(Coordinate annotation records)
====================

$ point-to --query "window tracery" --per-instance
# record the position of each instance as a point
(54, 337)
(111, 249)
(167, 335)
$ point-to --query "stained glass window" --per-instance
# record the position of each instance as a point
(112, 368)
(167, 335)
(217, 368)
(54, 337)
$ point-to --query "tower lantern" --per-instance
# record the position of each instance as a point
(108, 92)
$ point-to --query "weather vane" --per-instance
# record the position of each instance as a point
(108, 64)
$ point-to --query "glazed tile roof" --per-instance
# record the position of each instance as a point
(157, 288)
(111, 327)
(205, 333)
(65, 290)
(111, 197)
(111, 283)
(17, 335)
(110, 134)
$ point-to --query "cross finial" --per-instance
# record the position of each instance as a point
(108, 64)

====================

[Stated goal] Turn the items above into a two-column CSV with the headers "input" and "output," one row per item. Put each item's text and its answer in its own quoted field, and replace any line breaks with spaces.

[Result for this exercise]
input,output
"$ point-to --query ""window tracery"" --per-instance # record the position of each instance as a point","(54, 337) (111, 249) (167, 335)"
"$ point-to --query ""stained glass window"" --per-instance # record the position of each instance as a point","(112, 368) (167, 335) (217, 368) (54, 337)"
"$ point-to --query ""tower lantern"" --per-instance # record the position of each instance as a point","(108, 92)"
"$ point-to --query ""weather vane"" --per-instance # record the position of each instance as a point","(108, 64)"
"$ point-to --query ""glazed tile roof"" --per-instance # record the position of each instance as a point","(157, 288) (111, 327) (205, 333) (65, 290) (111, 197) (111, 283) (17, 335) (110, 134)"
"$ point-to --query ""cross finial"" --per-instance # record the position of each instance as a point","(108, 64)"